Consigne écrite: Relevez chaque mot distinct terminé par « -tion » dans l'extrait consacré aux brevets, en ne citant qu'une fois ceux qui se répètent.

Extrait:
■ ■ ■ ■ ■

Ces problèmes se posent avec une acuité particulière dans les domaines techniques en rapide évolution, tels le domaine de la biotechnologie, dans lequel de nombreux chercheurs travaillent en vue d'atteindre les mêmes objectifs, chaque perfectionnement faisant immédiatement l'objet d'une demande de brevet.
(vi) Aux fins de l'interprétation de la Convention de Paris pour la protection de la propriété industrielle (Convention de Paris), et notamment de son article 4A(1), il est généralement considéré que le dépôt ultérieur doit porter sur le même objet que le premier dépôt sur lequel se fonde la revendication du droit de priorité.

■ ■ ■ ■ ■

Données enregistrées:
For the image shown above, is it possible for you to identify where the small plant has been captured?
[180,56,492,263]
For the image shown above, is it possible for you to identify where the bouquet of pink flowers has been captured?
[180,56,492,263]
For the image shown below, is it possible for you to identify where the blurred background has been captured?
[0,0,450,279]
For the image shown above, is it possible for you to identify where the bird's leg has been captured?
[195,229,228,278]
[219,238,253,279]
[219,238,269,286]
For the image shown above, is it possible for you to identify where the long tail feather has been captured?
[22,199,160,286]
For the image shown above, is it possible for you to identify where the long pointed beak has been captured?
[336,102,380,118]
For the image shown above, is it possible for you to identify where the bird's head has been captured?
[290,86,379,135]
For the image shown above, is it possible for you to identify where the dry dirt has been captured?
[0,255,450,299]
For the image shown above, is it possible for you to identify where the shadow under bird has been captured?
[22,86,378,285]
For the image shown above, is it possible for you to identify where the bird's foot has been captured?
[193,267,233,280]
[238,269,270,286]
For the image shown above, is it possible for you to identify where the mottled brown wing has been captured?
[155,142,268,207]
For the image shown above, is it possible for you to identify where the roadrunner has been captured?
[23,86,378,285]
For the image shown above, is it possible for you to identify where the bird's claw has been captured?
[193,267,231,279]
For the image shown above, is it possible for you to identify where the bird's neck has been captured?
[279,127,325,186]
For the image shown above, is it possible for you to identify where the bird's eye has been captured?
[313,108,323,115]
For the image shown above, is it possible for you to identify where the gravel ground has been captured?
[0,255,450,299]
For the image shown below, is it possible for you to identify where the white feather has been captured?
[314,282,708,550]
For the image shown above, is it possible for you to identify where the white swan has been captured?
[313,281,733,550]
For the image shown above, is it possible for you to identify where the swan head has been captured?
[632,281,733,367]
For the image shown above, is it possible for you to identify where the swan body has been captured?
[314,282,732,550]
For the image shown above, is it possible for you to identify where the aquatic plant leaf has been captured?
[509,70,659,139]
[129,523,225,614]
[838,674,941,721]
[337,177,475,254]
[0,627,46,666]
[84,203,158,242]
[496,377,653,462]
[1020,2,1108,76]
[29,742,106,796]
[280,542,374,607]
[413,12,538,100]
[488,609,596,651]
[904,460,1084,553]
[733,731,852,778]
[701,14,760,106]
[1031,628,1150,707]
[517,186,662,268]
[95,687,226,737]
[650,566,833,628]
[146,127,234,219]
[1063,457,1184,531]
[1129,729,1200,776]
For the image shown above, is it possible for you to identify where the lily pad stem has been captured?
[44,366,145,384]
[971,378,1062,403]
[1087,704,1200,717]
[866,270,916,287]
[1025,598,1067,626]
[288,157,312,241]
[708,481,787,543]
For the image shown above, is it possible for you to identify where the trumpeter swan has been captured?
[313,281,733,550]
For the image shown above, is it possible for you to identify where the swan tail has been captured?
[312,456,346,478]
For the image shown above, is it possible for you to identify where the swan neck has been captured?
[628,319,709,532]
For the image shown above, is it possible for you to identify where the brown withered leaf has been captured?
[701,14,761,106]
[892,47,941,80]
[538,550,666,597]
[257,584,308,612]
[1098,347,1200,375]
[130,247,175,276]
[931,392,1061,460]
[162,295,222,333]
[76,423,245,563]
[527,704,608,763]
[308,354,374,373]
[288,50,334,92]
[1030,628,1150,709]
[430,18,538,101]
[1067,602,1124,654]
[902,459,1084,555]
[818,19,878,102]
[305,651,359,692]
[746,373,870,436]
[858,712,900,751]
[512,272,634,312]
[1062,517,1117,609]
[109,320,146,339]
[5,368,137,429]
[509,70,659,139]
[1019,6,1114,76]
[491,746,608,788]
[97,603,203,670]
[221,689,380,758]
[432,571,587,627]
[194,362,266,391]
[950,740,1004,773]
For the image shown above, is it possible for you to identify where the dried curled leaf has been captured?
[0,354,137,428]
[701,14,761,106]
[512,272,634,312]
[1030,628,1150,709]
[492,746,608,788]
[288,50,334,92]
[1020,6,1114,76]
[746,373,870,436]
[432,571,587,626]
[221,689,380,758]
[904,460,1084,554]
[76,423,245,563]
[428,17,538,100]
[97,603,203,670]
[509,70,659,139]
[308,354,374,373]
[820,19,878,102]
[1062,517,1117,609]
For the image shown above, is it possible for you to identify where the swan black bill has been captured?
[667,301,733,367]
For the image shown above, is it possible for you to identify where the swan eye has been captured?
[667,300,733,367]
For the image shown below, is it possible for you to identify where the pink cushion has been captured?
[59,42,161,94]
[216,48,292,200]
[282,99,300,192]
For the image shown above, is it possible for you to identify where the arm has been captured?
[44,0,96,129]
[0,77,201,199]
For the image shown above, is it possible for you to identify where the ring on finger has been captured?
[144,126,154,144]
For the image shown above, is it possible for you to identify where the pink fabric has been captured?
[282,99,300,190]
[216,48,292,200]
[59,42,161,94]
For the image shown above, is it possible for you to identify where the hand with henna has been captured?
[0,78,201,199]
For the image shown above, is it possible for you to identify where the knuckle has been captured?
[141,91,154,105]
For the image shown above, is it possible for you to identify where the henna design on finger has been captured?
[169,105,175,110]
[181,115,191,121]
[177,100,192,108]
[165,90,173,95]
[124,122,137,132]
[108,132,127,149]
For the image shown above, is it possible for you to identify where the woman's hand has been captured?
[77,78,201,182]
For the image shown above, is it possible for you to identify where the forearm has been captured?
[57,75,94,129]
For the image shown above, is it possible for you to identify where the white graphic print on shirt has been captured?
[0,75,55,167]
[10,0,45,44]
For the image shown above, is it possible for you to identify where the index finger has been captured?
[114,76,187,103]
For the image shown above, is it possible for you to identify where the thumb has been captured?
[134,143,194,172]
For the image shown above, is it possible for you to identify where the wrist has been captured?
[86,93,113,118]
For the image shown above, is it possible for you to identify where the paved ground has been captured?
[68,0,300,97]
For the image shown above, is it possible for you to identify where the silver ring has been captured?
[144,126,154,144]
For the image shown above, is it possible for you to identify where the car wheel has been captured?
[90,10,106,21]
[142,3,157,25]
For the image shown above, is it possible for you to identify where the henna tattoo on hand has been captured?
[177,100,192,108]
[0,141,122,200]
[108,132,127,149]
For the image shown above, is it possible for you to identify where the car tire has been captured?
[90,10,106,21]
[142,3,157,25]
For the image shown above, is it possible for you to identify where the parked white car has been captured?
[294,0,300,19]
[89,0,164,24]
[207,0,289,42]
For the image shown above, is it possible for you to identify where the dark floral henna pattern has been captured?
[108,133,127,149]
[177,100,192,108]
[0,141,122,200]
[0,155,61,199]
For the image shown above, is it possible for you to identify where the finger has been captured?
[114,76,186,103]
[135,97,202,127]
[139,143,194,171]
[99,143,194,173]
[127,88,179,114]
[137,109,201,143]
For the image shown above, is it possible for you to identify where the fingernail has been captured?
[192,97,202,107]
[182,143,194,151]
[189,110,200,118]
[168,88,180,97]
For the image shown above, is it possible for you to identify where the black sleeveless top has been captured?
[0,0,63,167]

■ ■ ■ ■ ■

Résultat ci-dessous: évolution, interprétation, Convention, protection, revendication